Records from a data source:
•••

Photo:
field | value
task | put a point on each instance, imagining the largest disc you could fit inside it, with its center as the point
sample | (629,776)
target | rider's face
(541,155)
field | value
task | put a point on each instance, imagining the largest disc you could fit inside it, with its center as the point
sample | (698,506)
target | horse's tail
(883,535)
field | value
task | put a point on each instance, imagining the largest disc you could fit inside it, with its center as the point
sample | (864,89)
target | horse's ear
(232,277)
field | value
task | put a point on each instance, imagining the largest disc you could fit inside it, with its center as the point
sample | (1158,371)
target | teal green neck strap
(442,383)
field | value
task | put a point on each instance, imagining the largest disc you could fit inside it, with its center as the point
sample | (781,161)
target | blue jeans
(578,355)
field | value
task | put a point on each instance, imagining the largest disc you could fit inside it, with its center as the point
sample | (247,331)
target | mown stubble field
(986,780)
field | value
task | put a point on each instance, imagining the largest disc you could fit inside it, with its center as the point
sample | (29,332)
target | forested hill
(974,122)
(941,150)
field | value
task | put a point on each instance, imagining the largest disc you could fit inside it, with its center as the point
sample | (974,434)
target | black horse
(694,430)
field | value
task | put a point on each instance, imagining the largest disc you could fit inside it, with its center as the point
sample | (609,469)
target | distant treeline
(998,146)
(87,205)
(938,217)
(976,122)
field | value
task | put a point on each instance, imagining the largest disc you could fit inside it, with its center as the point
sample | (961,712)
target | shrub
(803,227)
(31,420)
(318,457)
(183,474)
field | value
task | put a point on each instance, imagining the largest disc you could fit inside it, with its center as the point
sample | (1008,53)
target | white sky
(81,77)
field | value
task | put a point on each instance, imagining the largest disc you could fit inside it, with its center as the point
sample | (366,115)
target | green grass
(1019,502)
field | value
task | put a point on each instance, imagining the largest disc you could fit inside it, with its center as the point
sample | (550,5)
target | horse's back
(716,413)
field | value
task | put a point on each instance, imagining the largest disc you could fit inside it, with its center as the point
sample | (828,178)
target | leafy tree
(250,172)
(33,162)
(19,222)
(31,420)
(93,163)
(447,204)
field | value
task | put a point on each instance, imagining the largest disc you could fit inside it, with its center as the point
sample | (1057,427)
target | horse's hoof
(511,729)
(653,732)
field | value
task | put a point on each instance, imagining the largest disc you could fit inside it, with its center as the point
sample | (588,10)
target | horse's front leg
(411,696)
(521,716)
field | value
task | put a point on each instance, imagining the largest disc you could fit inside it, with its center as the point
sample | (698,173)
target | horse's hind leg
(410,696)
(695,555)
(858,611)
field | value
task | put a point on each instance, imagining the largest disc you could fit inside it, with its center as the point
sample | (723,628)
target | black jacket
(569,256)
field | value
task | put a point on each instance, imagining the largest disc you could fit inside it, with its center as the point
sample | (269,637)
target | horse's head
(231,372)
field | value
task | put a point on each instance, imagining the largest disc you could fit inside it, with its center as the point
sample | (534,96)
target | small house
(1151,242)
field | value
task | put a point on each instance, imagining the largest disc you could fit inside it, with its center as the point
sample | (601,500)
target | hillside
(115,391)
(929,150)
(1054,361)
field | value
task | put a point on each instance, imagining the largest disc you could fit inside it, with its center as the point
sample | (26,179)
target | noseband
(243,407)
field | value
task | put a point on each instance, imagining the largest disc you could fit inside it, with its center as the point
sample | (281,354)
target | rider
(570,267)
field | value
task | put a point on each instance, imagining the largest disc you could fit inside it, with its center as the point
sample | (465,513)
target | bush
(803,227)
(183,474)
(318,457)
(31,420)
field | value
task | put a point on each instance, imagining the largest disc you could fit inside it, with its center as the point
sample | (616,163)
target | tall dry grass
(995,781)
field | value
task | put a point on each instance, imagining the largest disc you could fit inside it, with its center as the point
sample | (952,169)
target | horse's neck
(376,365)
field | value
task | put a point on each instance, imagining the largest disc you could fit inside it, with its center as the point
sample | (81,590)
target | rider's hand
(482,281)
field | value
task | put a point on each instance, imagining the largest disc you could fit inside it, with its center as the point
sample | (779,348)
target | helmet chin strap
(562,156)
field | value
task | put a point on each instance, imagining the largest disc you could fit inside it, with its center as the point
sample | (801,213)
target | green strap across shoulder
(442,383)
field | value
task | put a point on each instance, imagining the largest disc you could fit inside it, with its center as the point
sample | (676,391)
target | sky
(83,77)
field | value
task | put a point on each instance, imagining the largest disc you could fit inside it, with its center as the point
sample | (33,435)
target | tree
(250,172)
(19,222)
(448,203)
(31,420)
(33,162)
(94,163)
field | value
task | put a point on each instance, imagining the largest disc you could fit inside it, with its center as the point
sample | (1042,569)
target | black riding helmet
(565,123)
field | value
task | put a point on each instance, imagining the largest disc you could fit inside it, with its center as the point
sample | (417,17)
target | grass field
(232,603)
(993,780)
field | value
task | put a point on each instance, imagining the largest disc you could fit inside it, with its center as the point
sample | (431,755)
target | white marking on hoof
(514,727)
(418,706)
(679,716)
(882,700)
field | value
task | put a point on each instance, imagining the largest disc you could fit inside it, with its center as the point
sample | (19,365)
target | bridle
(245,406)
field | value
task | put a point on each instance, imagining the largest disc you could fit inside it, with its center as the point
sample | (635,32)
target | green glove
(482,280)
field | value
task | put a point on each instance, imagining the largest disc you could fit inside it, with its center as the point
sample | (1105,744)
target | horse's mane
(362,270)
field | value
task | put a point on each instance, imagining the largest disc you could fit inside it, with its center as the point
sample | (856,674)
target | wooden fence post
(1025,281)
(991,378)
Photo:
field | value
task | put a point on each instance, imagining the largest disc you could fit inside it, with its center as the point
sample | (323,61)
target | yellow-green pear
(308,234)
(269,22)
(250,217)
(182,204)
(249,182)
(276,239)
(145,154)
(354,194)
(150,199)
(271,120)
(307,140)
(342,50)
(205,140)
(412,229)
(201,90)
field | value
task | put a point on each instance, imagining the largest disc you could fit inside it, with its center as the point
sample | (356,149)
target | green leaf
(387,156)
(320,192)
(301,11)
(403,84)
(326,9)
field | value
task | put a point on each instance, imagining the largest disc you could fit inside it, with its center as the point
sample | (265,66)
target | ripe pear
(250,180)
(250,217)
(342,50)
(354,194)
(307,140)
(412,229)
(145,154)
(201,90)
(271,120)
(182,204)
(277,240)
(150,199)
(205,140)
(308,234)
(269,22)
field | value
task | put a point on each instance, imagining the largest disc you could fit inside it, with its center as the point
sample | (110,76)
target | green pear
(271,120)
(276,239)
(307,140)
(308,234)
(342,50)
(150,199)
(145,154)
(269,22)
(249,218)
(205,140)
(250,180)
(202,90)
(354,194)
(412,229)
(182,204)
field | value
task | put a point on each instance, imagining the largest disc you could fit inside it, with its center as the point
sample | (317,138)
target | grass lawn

•••

What you need to do:
Set the entries down again, unchanged and complete.

Answer to this problem:
Photo:
field | value
task | put a point on each instance, imagining the largest disc you could fit inside it, with its center as the point
sample | (629,776)
target | rider's face
(541,155)
field | value
task | put a point on each instance, imagining the largest disc you could fit inside it, with its center as the point
sample | (698,506)
target | horse's tail
(883,535)
field | value
task | put a point on each instance, imagining the largest disc you could fit inside it, with its center as the point
sample | (864,89)
target | horse's ear
(232,277)
field | value
task | put a point on each instance, imagining the largest disc you could fit inside it, with its center as the point
sample | (1158,371)
target | teal green neck strap
(442,383)
field | value
task | put a point on each instance, imagining the largest disc you could fit inside it, with its center as the point
sample | (781,161)
target | blue jeans
(578,355)
field | value
task | put a point on each instance, imagining the largest disc you could fit inside it, with its center as the point
sample | (247,331)
target | mown stubble field
(986,780)
field | value
task | put a point on each instance, imagining the largest disc you could fit inside it, with its center as the point
sample | (29,332)
target | forested hill
(974,122)
(941,150)
field | value
task | put a point on each instance, imagining the largest disc you could fit inside it, with its center as the point
sample | (974,434)
target | black horse
(694,430)
field | value
task | put a point on each instance, imagining the largest disc you could fit inside it, with its center as the point
sample | (609,469)
target | distant treeline
(998,146)
(87,205)
(938,217)
(976,122)
field | value
task | put a point on each instance, imagining the largest disc you could fit inside it, with its center as the point
sample | (961,712)
target | shrub
(803,227)
(31,420)
(318,457)
(183,474)
field | value
task | put a point on each instance, imagining the largest disc you could fit inside it, with its center as the point
sample | (1008,53)
target | white sky
(81,77)
field | value
task | put a point on each instance, imagining the largest disc you could fit inside it, with its center as the point
sample | (366,115)
target | green grass
(1019,502)
field | value
task | put a point on each instance, imagining the largest disc you could fit inside it, with its center as the point
sample | (550,5)
target | horse's back
(716,413)
field | value
task | put a point on each instance, imagining the largest disc you could fit inside it, with its center as the point
sample | (828,178)
target | leafy tree
(250,172)
(33,162)
(19,222)
(31,420)
(93,163)
(447,204)
field | value
task | put a point on each instance, imagining the largest disc you could fit inside it, with its center as the point
sample | (1057,427)
target | horse's hoof
(511,729)
(653,732)
field | value
task | put a point on each instance, imagining the largest disc you could fit inside it, with its center as the point
sample | (588,10)
target | horse's front leg
(411,696)
(521,716)
field | value
task | put a point on each instance, imagining the largest disc you could fit inside it, with its center as the point
sample | (698,173)
target | horse's hind leg
(410,696)
(695,555)
(858,611)
field | value
task | put a point on each instance, imagining the largest disc you could fit inside it, with its center as the point
sample | (723,628)
target | black jacket
(569,256)
field | value
task | put a point on each instance, imagining the largest disc you could fit inside it, with its center as the point
sample | (269,637)
target | horse's head
(231,372)
field | value
task | put a point on each instance, imagining the largest disc you could fit inside it, with its center as the point
sample | (534,96)
target | small house
(1151,242)
field | value
task | put a point on each instance, imagining the largest disc you could fit inside it, with its center as the point
sample | (601,500)
target | hillside
(115,391)
(929,150)
(1054,361)
field | value
task | put a point on each instance, imagining the largest disc you could fit inside it, with its center as the point
sample | (26,179)
target | noseband
(243,407)
field | value
task | put a point on each instance, imagining the largest disc you could fit inside it, with its center as the point
sample | (281,354)
target | rider
(570,267)
field | value
task | put a point on each instance, imagining the largest disc you could fit inside it, with its center as the point
sample | (465,513)
target | bush
(803,227)
(183,474)
(318,457)
(31,420)
field | value
task | put a point on each instance, imagining the largest disc you could fit inside it, with its center as the point
sample | (616,163)
target | tall dry grass
(995,781)
field | value
task | put a point on each instance, imagining the largest disc you could fit inside it, with its center as the point
sample | (952,169)
target | horse's neck
(376,365)
field | value
task | put a point on each instance, imagining the largest disc you could fit inside it, with its center as the point
sample | (81,590)
target | rider's hand
(482,281)
field | value
task | put a point on each instance, imagining the largest disc you could fit inside it, with its center as the point
sample | (779,348)
target | helmet chin strap
(562,156)
field | value
task | put a point on each instance, imagining the largest disc you could fit inside it, with its center as the point
sample | (801,213)
target | green strap across shoulder
(442,383)
field | value
task | put a point on each instance, imagining the largest disc you could fit inside it, with its center as the point
sample | (676,391)
target | sky
(83,77)
field | value
task | put a point on each instance, imagining the largest disc you could fit inside it, with its center as the point
sample | (33,435)
target | tree
(250,172)
(19,222)
(448,203)
(31,420)
(33,162)
(94,163)
field | value
task | put a point on each instance, imagining the largest disc you could fit inside it, with its center as the point
sample | (1042,569)
target | black riding helmet
(565,123)
field | value
task | put a point on each instance, imagining the largest disc you could fit inside it, with its center as the point
sample | (417,17)
target | grass field
(232,603)
(993,780)
field | value
task | put a point on each instance, imagining the largest disc you could fit inside it, with its center as the point
sample | (431,755)
target | white marking on hoof
(514,727)
(418,706)
(679,716)
(882,700)
field | value
task | put a point on each instance, imagining the largest disc you could fit inside it, with its center as the point
sample | (19,365)
target | bridle
(245,406)
field | value
task | put a point on each instance, imagining the largest disc you could fit inside it, with its center as the point
sample | (635,32)
target | green glove
(482,280)
field | value
task | put a point on each instance, imagining the largest disc you could fit inside it, with its center as the point
sample | (1105,744)
target | horse's mane
(362,270)
field | value
task | put a point on each instance, imagining the largest disc you could fit inside it, with its center as the point
sample | (856,674)
target | wooden fence post
(1025,281)
(991,378)
Photo:
field | value
task | put a point on each instance, imagining the largest disc you could fit inside it, with its center as the point
sample | (323,61)
target | yellow-green pear
(308,234)
(269,22)
(250,217)
(182,204)
(249,182)
(276,239)
(145,154)
(354,194)
(150,199)
(271,120)
(307,140)
(342,50)
(205,140)
(412,229)
(201,90)
field | value
task | put a point on each instance, imagining the largest disc you could fit inside it, with its center as the point
sample | (356,149)
target | green leaf
(387,156)
(320,192)
(301,11)
(403,84)
(326,9)
field | value
task | put a point on each instance, imagining the largest disc you could fit inside it, with its center as the point
sample | (265,66)
target | ripe pear
(250,180)
(250,217)
(342,50)
(354,194)
(307,140)
(412,229)
(145,154)
(201,90)
(271,120)
(182,204)
(277,240)
(150,199)
(205,140)
(308,234)
(269,22)
field | value
task | put a point on each instance, imagining the largest disc you could fit inside it, with its center as the point
sample | (110,76)
target | green pear
(271,120)
(276,239)
(307,140)
(308,234)
(342,50)
(150,199)
(145,154)
(269,22)
(249,218)
(205,140)
(250,180)
(202,90)
(354,194)
(412,229)
(182,204)
field | value
task | put a point on each instance, imagining the largest disc you could fit inside it, with its center as the point
sample | (317,138)
target | grass lawn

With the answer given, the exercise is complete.